* _What to work on_:
Identify each line in the listing below that contains the word "union" and copy it out. Case counts.

[Location identification listing]

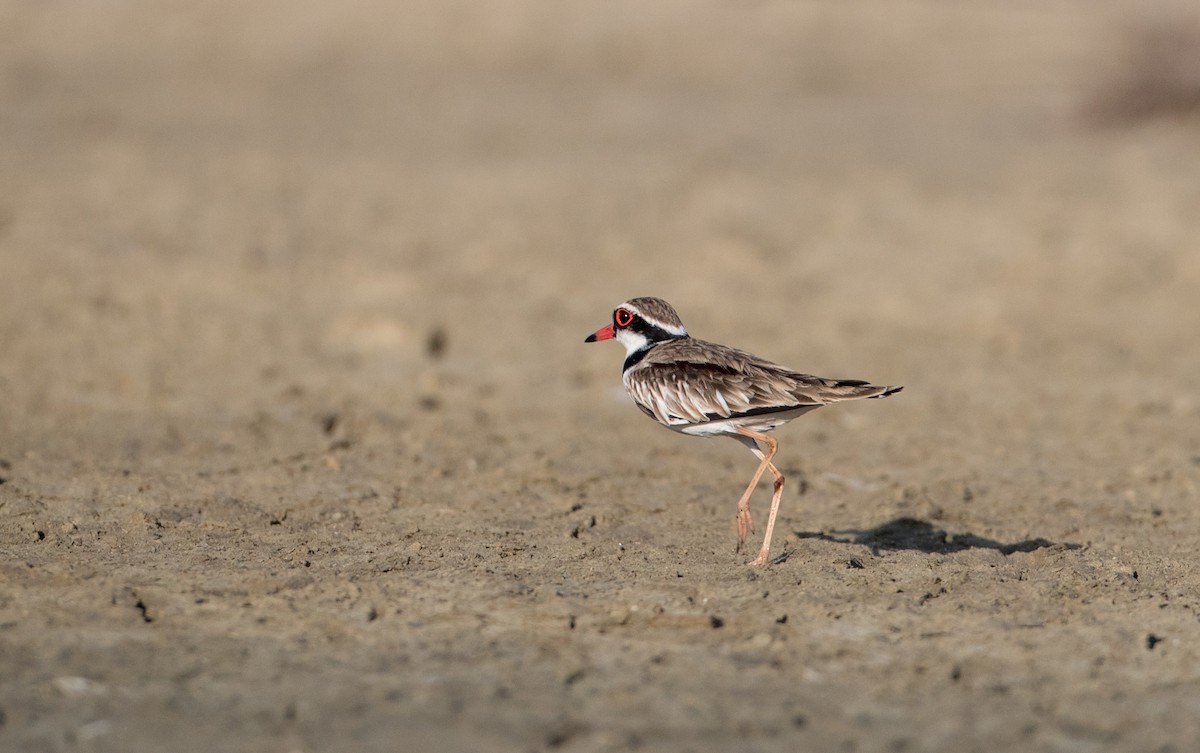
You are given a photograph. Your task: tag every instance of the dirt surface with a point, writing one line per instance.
(301, 447)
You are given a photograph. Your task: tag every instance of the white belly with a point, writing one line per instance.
(763, 422)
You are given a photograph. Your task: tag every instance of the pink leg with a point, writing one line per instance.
(744, 502)
(745, 523)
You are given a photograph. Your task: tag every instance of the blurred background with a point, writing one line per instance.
(299, 434)
(207, 205)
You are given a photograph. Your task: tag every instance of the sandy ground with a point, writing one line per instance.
(301, 447)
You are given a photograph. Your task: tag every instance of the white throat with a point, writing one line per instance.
(631, 341)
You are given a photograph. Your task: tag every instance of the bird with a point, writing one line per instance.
(705, 389)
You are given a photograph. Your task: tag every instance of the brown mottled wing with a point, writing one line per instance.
(693, 381)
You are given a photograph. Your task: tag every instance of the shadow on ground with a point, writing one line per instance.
(923, 536)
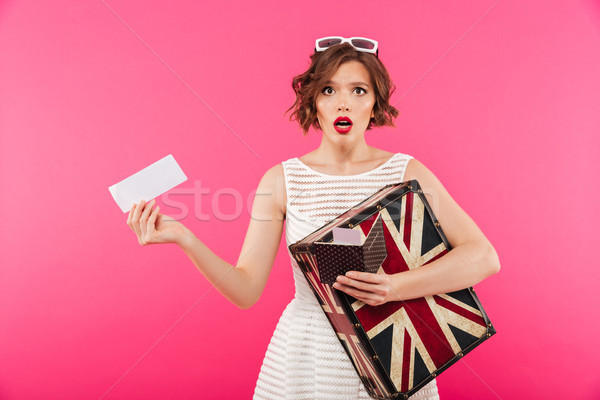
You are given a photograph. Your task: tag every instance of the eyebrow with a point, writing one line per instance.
(351, 83)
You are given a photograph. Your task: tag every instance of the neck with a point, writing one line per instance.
(343, 154)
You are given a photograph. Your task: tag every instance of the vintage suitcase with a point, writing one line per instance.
(397, 347)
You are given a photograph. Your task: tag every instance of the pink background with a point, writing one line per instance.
(498, 98)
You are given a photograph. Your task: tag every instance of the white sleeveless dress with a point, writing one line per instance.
(305, 359)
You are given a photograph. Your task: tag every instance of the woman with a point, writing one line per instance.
(345, 91)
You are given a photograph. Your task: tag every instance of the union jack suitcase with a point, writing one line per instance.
(398, 347)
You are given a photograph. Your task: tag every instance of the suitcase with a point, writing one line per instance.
(397, 347)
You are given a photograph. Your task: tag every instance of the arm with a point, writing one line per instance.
(243, 283)
(472, 258)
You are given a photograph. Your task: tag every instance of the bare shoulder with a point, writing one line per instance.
(417, 170)
(272, 187)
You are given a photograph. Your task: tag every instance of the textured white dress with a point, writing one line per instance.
(305, 359)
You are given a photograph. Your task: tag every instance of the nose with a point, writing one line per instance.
(344, 106)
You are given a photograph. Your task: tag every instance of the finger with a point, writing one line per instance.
(376, 288)
(361, 295)
(150, 230)
(135, 219)
(365, 276)
(144, 217)
(130, 215)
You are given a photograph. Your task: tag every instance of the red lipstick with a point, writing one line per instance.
(342, 124)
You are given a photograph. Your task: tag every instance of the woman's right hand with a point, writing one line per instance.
(152, 227)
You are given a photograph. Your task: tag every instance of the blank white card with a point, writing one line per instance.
(148, 183)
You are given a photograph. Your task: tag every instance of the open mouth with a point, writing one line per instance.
(342, 124)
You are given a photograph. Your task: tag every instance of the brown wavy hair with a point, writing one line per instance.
(323, 65)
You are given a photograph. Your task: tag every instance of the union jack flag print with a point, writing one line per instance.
(398, 347)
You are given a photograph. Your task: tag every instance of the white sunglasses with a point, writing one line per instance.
(360, 44)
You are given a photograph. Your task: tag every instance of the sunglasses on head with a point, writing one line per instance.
(360, 44)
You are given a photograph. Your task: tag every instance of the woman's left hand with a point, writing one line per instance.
(373, 289)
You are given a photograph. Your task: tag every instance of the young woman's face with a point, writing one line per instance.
(345, 105)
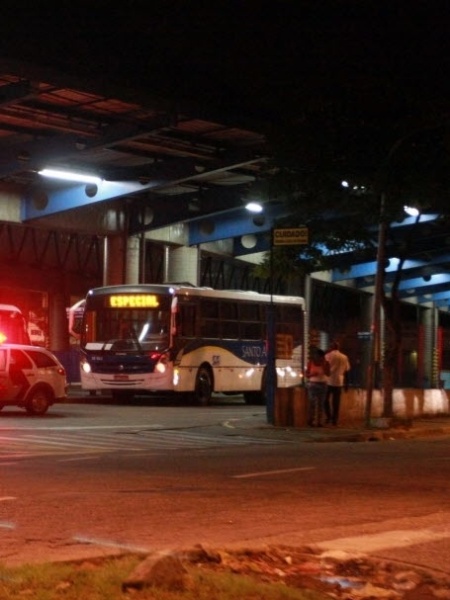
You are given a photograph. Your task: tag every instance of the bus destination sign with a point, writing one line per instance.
(290, 236)
(133, 301)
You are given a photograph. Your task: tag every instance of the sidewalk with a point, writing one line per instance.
(381, 429)
(433, 426)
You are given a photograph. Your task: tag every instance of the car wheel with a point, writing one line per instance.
(203, 386)
(38, 402)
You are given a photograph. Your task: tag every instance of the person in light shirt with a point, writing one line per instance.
(339, 366)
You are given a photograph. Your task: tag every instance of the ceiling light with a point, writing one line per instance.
(70, 176)
(255, 207)
(412, 211)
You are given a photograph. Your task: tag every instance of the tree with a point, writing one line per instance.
(411, 165)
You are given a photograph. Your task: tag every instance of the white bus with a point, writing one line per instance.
(13, 325)
(190, 340)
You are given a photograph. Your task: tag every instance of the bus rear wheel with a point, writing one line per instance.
(203, 386)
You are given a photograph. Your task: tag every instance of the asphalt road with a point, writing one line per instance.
(94, 479)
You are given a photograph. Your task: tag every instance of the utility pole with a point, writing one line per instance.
(375, 350)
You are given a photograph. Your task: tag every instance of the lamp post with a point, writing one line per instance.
(375, 348)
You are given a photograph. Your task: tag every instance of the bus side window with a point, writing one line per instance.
(186, 321)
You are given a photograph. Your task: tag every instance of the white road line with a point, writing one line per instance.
(276, 472)
(90, 441)
(400, 538)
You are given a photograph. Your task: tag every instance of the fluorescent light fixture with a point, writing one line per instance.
(70, 176)
(412, 211)
(255, 207)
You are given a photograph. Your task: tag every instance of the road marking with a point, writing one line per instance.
(109, 544)
(277, 472)
(400, 538)
(74, 442)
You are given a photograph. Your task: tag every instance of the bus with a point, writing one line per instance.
(13, 325)
(189, 340)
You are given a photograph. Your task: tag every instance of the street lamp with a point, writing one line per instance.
(375, 348)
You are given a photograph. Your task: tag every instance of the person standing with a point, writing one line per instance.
(339, 367)
(316, 372)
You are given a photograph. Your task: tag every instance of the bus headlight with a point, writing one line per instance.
(160, 367)
(86, 367)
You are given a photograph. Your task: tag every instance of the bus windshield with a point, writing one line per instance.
(127, 328)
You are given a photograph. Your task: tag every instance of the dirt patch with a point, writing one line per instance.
(339, 575)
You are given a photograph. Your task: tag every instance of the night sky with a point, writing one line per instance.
(267, 53)
(353, 72)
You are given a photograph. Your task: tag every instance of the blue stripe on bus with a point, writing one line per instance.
(252, 352)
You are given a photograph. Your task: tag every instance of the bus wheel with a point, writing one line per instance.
(38, 402)
(254, 398)
(203, 386)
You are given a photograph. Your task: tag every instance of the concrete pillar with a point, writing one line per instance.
(114, 260)
(58, 329)
(132, 259)
(182, 265)
(428, 323)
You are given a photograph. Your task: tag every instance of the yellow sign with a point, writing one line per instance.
(290, 236)
(134, 301)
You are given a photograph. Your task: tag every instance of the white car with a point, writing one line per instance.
(31, 377)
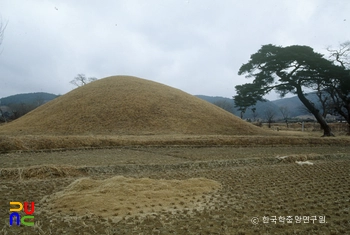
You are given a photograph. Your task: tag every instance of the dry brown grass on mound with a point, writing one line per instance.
(120, 196)
(39, 172)
(124, 105)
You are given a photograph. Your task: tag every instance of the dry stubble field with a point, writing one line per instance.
(234, 184)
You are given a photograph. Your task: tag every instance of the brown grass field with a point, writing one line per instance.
(164, 168)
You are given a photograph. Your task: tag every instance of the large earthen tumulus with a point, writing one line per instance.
(125, 105)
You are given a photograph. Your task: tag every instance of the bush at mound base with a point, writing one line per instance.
(125, 105)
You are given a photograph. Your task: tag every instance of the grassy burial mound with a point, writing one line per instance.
(125, 105)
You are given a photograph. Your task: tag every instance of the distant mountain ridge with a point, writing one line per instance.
(293, 104)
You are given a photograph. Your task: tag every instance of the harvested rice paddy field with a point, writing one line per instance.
(180, 190)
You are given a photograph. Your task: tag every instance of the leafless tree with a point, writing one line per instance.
(224, 104)
(81, 80)
(254, 113)
(269, 115)
(285, 113)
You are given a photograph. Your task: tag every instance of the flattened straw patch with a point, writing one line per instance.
(120, 196)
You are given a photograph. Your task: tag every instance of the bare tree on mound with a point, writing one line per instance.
(286, 70)
(81, 80)
(339, 88)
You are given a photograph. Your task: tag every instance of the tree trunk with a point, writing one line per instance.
(324, 125)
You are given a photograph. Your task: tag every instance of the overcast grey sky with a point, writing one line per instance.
(193, 45)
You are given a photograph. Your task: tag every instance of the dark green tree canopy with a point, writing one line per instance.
(286, 70)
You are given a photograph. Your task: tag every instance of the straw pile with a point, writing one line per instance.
(120, 196)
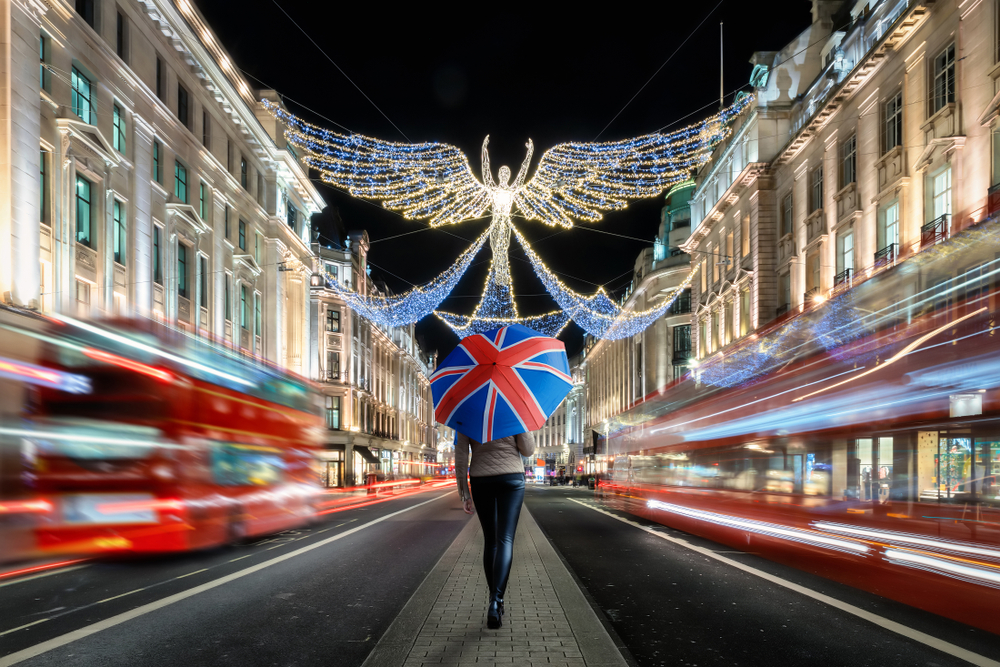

* _Written response_:
You are given a photograph. Your task: tag every instance of the union jack suitcase with a point, writing one line per instance.
You are given a photograph. Your task: tag every instance of the union jack flag print with a point, writing one line per instance.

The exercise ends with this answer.